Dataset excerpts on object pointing
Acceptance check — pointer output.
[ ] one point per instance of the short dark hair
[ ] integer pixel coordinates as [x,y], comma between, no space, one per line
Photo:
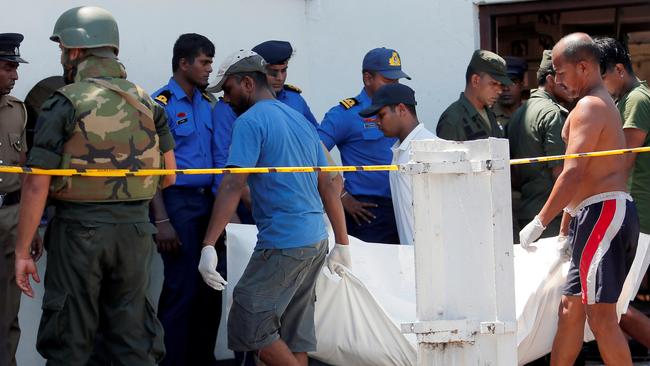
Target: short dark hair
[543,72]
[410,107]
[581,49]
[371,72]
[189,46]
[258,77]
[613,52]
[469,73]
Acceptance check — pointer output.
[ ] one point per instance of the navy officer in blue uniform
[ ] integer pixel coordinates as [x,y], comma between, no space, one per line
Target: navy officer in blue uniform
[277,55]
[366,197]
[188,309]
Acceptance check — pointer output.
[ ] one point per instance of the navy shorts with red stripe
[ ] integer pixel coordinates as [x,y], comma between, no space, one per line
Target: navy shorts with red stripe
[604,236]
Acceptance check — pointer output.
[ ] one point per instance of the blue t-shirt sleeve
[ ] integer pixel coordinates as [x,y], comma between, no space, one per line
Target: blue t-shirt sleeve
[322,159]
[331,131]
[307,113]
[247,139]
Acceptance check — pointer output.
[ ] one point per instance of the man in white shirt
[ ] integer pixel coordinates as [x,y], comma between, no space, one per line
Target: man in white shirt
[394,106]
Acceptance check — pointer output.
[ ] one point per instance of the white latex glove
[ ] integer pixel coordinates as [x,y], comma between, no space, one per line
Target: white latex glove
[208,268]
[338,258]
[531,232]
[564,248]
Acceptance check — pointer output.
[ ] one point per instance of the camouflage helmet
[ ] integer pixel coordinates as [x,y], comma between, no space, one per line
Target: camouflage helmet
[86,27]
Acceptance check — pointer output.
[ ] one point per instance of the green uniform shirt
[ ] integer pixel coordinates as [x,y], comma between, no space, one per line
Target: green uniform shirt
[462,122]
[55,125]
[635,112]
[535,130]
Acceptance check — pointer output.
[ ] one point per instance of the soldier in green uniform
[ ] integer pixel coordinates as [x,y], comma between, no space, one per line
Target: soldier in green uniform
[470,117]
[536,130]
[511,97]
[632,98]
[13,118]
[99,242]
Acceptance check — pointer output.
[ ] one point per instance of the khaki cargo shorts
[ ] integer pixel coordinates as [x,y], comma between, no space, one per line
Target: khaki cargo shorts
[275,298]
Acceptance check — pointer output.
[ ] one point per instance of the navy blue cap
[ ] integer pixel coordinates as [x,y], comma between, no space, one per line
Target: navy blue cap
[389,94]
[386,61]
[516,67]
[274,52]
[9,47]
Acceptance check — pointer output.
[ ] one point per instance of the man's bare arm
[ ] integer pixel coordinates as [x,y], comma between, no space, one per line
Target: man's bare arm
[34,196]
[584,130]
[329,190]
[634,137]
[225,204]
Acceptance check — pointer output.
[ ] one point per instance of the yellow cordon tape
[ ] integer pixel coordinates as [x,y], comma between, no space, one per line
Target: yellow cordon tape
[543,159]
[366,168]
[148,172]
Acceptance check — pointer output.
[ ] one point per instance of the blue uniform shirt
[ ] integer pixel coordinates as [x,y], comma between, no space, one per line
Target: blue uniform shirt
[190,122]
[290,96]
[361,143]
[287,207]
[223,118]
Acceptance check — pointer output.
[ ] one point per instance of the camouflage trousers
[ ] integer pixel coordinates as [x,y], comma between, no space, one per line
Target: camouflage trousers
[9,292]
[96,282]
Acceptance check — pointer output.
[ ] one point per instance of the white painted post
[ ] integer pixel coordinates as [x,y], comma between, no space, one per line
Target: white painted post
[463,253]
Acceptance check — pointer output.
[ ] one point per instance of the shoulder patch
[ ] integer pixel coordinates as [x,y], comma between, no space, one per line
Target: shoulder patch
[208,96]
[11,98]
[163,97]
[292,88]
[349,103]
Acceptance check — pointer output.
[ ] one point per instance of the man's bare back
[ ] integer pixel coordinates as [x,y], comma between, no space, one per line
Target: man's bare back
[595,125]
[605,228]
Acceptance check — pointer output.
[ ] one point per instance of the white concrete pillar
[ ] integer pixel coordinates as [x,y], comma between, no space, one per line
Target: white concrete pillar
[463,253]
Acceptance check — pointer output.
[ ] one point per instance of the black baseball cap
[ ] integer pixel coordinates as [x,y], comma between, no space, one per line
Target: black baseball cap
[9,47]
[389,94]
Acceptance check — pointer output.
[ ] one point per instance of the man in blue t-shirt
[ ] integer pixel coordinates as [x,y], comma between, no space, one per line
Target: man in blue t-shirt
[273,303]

GOAL: Without the pictures, write out the whole listing above exactly as it appears.

SOLUTION TO THIS EXERCISE:
Acceptance check — pointer output.
[ ] one point per instance of the short dark hair
[ ] integer pixel coordinates as [x,y], comma between, no space, one per line
Photo:
Target: short dark hair
[543,72]
[410,107]
[581,49]
[371,72]
[189,46]
[258,77]
[613,52]
[469,73]
Acceptance check — pointer output.
[ ] one point per instance of the navy officer in blue uniform
[ ] integer pixel coordinates as [x,y], comma between, no space, one per line
Target: navy officer in blue uniform
[277,55]
[366,197]
[188,309]
Acceptance check — pointer output.
[ ] one point per instance of the navy shorts with red stripe
[ ] integer pixel coordinates as [x,y], comma between, no space, one per line
Target: navy shorts with red stripe
[604,236]
Acceptance check — pointer output.
[ ] one point per instance of the blue t-shirt sleeve
[ ] integer pixel coordinates as [x,y], comma between, no space, one per line
Target: blue t-shirt sleeve
[322,159]
[331,131]
[307,113]
[247,139]
Acceptance check — pointer output.
[ ] one point per instance of the man in white shirt
[ ] integer pixel coordinates as [x,y], comma between, no space, one per line
Target: man in white shirt
[394,106]
Acceptance check — pointer output.
[ ] one point per instance of the white latex glove
[ ] integer pixel coordinates as [x,y], comma between, no space, one per line
Target: white latex glove
[208,268]
[338,258]
[531,232]
[564,248]
Acceptance check — pointer output.
[ ] one point per instance of the camouflage helmet
[ ] integer pixel coordinates as [x,y], comma between, no space, one per line
Target: camouflage helmet
[86,27]
Acceptance check — pointer output.
[ ] one point per instance of the green uniform shirt
[ ] integer pixel coordinates as [x,y], comma between, no space, one per line
Target: green uniform shirt
[462,122]
[55,125]
[635,112]
[535,130]
Acceptance check — pointer output.
[ ] one point per instance of the soldier in green uniform
[ ] integer pixel coordinates as [x,y], comma between, no space, one per line
Target: soldier in green uniform
[470,117]
[536,130]
[511,97]
[632,98]
[13,118]
[99,242]
Acceptance check — pointer output.
[ ] one point per instance of the khaki cargo shorts
[ ] integer pixel coordinates as [x,y], comma between, no space, one per line
Target: khaki cargo shorts
[275,298]
Acceptance check — pointer output.
[ ] one point per instance of the navy blue cap
[ ] integer pixel coordinates as [x,y], comma between, no space, one per line
Target: navy blue cap
[389,94]
[386,61]
[516,67]
[274,52]
[9,47]
Acceptance check — pointer output.
[ ] one point per instance of the man's bare arm
[ ] integer pixel coordinates as [x,y], comma between, no space, one per line
Target: man's bare arm
[34,196]
[584,130]
[329,190]
[634,137]
[225,204]
Acceptance check — pointer output.
[ ] one point per instance of the yellow cordon tape
[ ] integer pixel coordinates as [x,y], comma between, no space, one per line
Target: yellow cordon tape
[543,159]
[366,168]
[148,172]
Acceptance check — pointer output.
[ ] one point per instance of the blue uniform shirt
[ ] integer pixel coordinates as [x,y], comma between, no space, one per line
Target: blue uniform shirt
[190,122]
[290,96]
[361,143]
[287,207]
[223,118]
Acceptance check — pointer output.
[ ] one point per instance of the camouflage trousers
[ ] integer pixel coordinates as [x,y], comma between, no space, one per line
Target: camouflage trousers
[9,292]
[96,282]
Acceptance check — pointer output.
[ ] one point per instance of the white painted post
[ ] integer pixel coordinates as [x,y], comma between, no space, one per line
Target: white painted post
[463,253]
Acceptance check — pointer output.
[ ] one point per instance of the shoulder patch
[ ] integer pixel coordinates as [x,y], comma between, no space, one per line
Target: shoulder patch
[208,96]
[11,98]
[163,97]
[292,88]
[349,103]
Acceptance check — pointer output.
[ ] one point per instance of the man's bare back
[ ] integer pixel coordinates as [x,y], comma between, no space, one per line
Target: man's bare back
[595,125]
[605,228]
Acceptance check — pointer output.
[ ] one point per instance of the white concrete pillar
[ ] integer pixel coordinates as [x,y], comma between, no space, one per line
Target: white concrete pillar
[463,253]
Acceptance check — pointer output.
[ ] one point per instance of the black baseball cap
[ ] integer pixel coordinates as [x,y], comma between, no space, one per line
Target: black baseball cap
[9,47]
[389,94]
Acceptance check — pointer output.
[ ] one point per instance of the man in blue t-shirt
[ ] integer pixel coordinates as [x,y], comma between, no space, one per line
Target: man in blue t-shirt
[273,303]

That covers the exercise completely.